#### Selection:
● ● ● ● ● ● ●
The first group is a standard example of a finitely generated LEF group that is not residually finite [5] (G itself is also such an example).

The following subgroups are important in the classification of universal word swap gates, and we include a more complete treatment.

Definition 4

If \(V \le X_0\) is a shift-invariant vector space, let

$$\begin{aligned} G_V = \{ f \in G \;|\; \exists n \in \mathbb {Z}, v \in X_0: \forall x: f(x) \in \sigma ^n(x) + v + V \}. \end{aligned}$$

Define

$$\begin{aligned} G_R = \{ \sigma ^n \circ f \;|\; f \in \ker (\alpha ), n \in \mathbb {Z}, \exists (g_i)_{i \in \mathbb {Z}}: \forall x \in X: f(x)_i = g_i(x_{(-\infty , i]}). \end{aligned}$$

for some functions \(g_i : \{0,1\}^{(-\infty , i]} \rightarrow \{0,1\}\). Define \(G_L = R \circ G_R \circ R\)
● ● ● ● ● ● ●
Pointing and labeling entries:
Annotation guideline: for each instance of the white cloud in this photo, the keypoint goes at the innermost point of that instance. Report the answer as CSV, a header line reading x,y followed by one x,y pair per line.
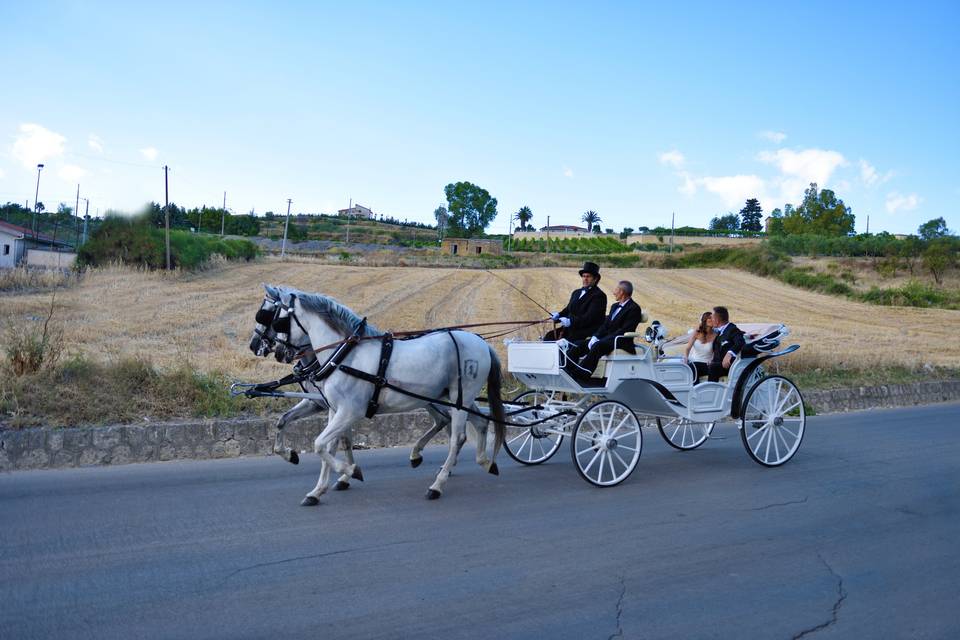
x,y
689,186
799,168
673,158
71,172
897,202
733,190
37,144
870,176
776,137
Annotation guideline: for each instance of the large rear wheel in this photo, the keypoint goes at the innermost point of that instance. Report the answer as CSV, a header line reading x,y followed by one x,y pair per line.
x,y
606,443
682,434
533,444
772,421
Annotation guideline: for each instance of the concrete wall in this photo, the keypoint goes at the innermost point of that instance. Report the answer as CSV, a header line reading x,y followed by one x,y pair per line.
x,y
50,259
50,448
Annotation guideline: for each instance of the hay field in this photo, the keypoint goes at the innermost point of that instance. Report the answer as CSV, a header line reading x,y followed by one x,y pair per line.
x,y
206,318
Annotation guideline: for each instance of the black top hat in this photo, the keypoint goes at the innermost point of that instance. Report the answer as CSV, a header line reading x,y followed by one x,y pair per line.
x,y
591,268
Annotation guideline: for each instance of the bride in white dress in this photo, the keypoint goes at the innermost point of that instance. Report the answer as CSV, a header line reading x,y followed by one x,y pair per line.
x,y
699,349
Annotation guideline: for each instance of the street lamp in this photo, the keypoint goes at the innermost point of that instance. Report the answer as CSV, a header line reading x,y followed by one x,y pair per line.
x,y
36,195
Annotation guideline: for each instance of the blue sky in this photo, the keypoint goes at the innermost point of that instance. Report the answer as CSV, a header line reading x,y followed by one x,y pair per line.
x,y
633,110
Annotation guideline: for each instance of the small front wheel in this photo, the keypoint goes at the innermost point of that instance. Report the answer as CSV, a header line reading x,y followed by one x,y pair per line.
x,y
606,443
772,420
534,444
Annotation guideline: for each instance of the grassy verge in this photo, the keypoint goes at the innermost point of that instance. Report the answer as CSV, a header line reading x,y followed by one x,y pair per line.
x,y
79,391
769,262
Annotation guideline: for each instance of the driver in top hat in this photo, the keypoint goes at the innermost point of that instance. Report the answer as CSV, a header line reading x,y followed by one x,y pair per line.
x,y
585,311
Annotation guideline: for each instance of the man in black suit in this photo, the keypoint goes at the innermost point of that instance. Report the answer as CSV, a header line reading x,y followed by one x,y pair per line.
x,y
624,316
584,313
727,345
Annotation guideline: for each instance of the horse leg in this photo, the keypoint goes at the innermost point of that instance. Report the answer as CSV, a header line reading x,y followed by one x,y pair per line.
x,y
457,422
340,422
343,482
440,420
303,408
480,427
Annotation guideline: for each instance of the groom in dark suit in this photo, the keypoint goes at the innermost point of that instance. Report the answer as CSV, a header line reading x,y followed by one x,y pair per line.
x,y
584,312
624,316
727,345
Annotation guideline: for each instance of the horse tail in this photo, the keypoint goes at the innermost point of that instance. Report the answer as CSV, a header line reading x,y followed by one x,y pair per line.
x,y
497,413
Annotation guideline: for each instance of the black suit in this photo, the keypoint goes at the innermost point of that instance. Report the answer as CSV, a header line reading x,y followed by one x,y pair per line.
x,y
625,321
730,340
585,314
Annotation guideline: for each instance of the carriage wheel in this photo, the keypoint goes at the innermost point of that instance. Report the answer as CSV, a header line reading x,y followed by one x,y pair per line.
x,y
606,443
683,434
772,421
531,445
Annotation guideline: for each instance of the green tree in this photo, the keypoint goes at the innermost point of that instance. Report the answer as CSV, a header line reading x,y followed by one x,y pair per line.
x,y
821,212
938,257
750,216
931,229
471,208
728,223
776,223
523,216
592,218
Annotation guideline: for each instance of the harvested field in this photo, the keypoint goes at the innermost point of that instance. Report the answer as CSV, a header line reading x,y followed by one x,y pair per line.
x,y
206,318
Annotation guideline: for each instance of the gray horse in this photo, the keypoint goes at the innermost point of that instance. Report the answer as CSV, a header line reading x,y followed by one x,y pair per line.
x,y
443,365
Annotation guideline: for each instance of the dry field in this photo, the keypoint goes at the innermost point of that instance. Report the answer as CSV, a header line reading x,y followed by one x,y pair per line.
x,y
206,318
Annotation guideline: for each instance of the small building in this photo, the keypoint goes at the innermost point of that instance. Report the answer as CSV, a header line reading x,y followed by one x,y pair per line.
x,y
471,247
18,243
357,211
564,228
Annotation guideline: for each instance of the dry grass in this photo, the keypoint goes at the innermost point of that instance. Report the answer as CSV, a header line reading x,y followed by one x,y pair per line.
x,y
205,319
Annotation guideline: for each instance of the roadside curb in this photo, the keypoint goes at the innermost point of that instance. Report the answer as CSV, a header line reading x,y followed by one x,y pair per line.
x,y
49,448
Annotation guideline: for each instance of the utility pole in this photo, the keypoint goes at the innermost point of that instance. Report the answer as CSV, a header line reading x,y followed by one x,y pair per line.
x,y
348,220
673,218
76,212
166,212
286,225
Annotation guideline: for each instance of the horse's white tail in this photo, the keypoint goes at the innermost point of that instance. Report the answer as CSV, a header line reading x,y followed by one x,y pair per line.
x,y
495,401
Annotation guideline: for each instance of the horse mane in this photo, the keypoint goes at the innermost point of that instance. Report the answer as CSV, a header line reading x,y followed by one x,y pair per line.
x,y
339,316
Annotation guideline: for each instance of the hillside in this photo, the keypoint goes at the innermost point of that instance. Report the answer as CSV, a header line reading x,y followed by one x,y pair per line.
x,y
206,318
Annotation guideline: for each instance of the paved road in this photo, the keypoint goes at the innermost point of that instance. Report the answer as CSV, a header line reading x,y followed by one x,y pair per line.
x,y
856,537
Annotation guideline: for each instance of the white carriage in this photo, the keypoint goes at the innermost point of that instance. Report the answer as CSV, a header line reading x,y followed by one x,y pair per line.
x,y
605,418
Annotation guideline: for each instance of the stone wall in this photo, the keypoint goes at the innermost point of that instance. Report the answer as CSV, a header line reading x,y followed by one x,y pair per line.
x,y
51,448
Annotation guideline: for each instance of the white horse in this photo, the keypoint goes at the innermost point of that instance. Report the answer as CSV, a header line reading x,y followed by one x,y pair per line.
x,y
451,366
264,342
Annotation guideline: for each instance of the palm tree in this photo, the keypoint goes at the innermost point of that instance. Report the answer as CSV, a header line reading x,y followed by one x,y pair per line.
x,y
524,216
591,218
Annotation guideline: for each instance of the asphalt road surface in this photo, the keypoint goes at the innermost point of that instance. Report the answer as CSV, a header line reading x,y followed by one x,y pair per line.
x,y
857,537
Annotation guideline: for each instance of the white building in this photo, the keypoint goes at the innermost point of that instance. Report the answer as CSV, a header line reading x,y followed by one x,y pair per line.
● ● ● ● ● ● ●
#### Exercise tasks:
[1] How does the excerpt on word swap gates describe the first group?
[2] Write the next part of the excerpt on word swap gates, picking up right after its final line.

#### Responses:
[1] It is a standard example of a finitely generated LEF group that is not residually finite.

[2]
Informally, \(G_V\) is the subgroup of G for which the cosets of V are a system of blocks of imprimitivity, and these cosets are permuted by an affine translation. The interpretation of \(G_R\) is that information can only travel to the right, though literally this only holds in the inert part.

Example 1

For all k, we have \(c^k \in G_L\) and \(Rc^kR \in G_R\). We have \(c^0 \in G_V\) for any V, and if \(\pi \) is the permutation \((00 \; 11)(01)(10)\) of \(\{0,1\}^2\), in cycle notation, then the map \(f(x) = x_{(-\infty ,0)}.\pi (x_{[0,1]}) x_{[2, \infty )}\) is in \(G_V\) where \(V = \{x \in X_0 \;|\; \sum _i x_i \equiv 0 \bmod 2\}\).

This map \(f \in G_V\) (which is \(f_{00,11}\) in the notation of Sect. 7), is not linear, but is affine. The map that performs the permutation \((000 \; 111)\) is in \(G_{V'}\) for a proper subspace \(V' < X_0\), but is not even affine. \(\circ \)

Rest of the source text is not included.